• Given task
Give back every one of the records below, line for line and unchanged, but leave out the pictures.

Records in a dataset

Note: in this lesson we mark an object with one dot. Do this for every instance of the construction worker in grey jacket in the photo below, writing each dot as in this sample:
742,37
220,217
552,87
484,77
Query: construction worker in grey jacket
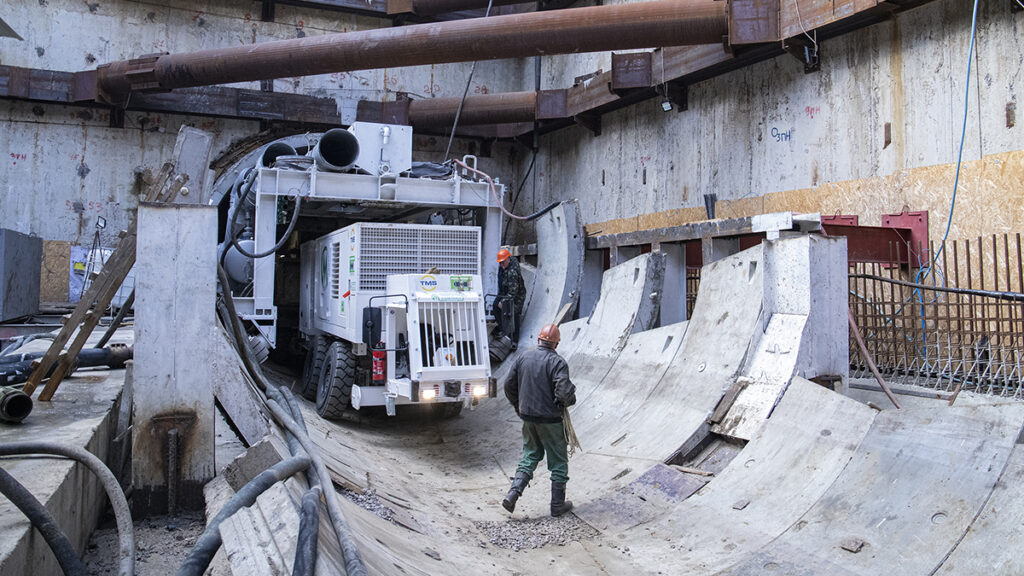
539,388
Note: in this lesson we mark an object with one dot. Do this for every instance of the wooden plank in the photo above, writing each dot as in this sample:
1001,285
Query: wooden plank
110,281
99,287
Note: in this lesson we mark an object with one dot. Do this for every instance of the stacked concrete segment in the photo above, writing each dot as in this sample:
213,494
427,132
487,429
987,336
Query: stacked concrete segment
559,269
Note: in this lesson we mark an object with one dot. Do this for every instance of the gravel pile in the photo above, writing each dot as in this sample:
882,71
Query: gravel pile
369,500
517,534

• Completed exercise
Note: in this lesson we mark an object with one dot. Do this for every instance of the construction worker in grey jacket in the photo below, writing each dot as in this sample:
742,37
220,217
552,87
484,77
Query: construction worker in grey jacket
539,388
Note: in this lesson we mark an object with one dot. Do this for every instance of the wooden plank in the photo above, writing each dot as in this sample:
1001,285
Query: wooden plank
110,281
99,287
Note: in this lesson we mark an object with one dot. Do this for every instance of the stacked concrete segment in the photo above, writing each dot as in this sample:
213,494
427,132
487,429
987,336
Query: stacked concrete segment
559,269
Note: in this lesson we mark an object with one dot. Do this for every instance of the gravel pile in the photo above, writing each dot as in this sample:
882,71
Query: gravel pile
369,500
517,534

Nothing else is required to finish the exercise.